* SHORT TASK *
Copy the lines below word for word, starting with the first one and going on through the line with "x=224 y=482". Leave the pictures out of your copy.

[Start DATASET]

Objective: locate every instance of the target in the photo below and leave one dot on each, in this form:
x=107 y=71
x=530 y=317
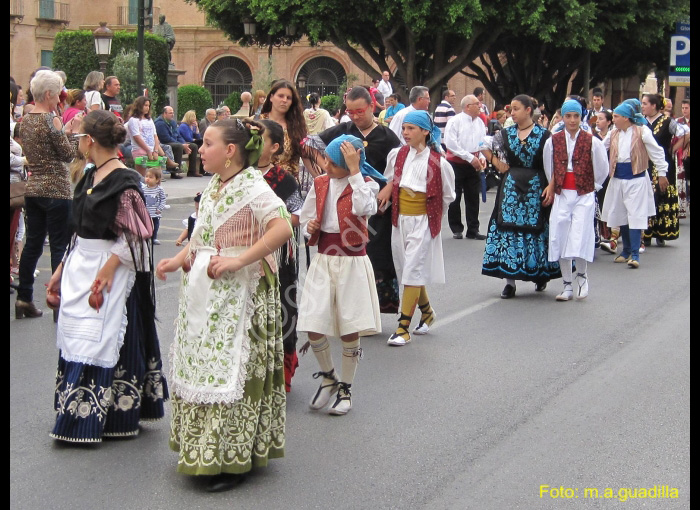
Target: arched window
x=226 y=75
x=322 y=75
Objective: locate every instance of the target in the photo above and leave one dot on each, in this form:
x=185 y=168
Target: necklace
x=89 y=191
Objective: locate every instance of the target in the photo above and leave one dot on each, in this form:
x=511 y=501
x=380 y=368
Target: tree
x=124 y=67
x=74 y=53
x=428 y=41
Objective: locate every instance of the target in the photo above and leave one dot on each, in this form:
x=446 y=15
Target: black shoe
x=508 y=292
x=224 y=482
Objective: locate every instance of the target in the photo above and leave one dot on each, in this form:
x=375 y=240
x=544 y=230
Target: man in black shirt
x=378 y=141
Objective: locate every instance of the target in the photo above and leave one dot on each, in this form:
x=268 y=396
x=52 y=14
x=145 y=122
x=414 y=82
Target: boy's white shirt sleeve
x=308 y=210
x=448 y=184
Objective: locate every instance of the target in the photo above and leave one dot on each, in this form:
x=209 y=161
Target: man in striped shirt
x=444 y=111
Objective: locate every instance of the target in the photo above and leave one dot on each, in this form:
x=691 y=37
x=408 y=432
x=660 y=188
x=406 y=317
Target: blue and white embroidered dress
x=518 y=232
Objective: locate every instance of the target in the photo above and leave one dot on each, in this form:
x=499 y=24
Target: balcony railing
x=16 y=8
x=54 y=11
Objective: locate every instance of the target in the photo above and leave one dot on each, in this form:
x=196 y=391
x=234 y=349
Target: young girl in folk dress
x=227 y=357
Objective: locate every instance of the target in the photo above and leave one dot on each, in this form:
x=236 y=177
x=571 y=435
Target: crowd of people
x=370 y=193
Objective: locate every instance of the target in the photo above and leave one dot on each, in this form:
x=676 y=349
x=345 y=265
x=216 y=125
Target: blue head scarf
x=632 y=109
x=571 y=105
x=336 y=155
x=422 y=119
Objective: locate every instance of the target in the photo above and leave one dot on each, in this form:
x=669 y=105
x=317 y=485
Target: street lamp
x=103 y=44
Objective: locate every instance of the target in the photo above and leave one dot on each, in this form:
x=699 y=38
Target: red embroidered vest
x=353 y=229
x=433 y=190
x=581 y=160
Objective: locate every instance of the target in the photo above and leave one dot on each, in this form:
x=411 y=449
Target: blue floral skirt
x=92 y=402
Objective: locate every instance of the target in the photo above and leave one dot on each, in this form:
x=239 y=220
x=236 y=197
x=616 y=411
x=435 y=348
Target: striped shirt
x=442 y=114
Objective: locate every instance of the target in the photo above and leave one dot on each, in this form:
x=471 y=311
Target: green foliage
x=233 y=101
x=331 y=102
x=124 y=68
x=74 y=53
x=193 y=97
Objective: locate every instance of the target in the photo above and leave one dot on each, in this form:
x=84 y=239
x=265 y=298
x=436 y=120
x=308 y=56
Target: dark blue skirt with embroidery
x=519 y=253
x=94 y=402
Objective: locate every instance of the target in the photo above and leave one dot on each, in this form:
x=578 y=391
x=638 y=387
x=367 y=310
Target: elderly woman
x=48 y=195
x=94 y=83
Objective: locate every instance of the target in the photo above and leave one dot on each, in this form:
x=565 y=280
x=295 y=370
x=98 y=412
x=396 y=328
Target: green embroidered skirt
x=233 y=438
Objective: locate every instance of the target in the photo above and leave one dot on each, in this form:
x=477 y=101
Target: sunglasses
x=359 y=111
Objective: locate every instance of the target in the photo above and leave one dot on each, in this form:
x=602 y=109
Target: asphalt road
x=526 y=403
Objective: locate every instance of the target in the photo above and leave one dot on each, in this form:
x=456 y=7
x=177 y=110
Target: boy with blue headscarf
x=576 y=164
x=421 y=187
x=339 y=297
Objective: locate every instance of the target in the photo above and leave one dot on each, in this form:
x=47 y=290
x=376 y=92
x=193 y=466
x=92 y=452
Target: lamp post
x=103 y=44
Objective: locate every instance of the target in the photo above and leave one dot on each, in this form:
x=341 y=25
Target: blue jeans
x=43 y=215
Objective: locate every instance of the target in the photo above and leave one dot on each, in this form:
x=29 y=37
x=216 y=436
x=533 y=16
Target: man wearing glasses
x=463 y=135
x=378 y=141
x=419 y=97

[End DATASET]

* CORRECT RESULT *
Objective: locate every instance of the target in the photo below and leave one dot on each, in this form:
x=107 y=71
x=530 y=317
Target: arched window
x=226 y=75
x=322 y=75
Objective: locate every instance of the target in the photo above and leave one dot on each, in this form:
x=185 y=168
Target: necklace
x=89 y=191
Objective: locate every instance of the target in the photo above and leave one dot on each, in this form:
x=511 y=501
x=380 y=368
Target: tree
x=124 y=67
x=74 y=53
x=428 y=41
Objective: locate every instance of the target in the photo above and leave one dot on each, in this form:
x=446 y=15
Target: black shoe
x=508 y=292
x=224 y=482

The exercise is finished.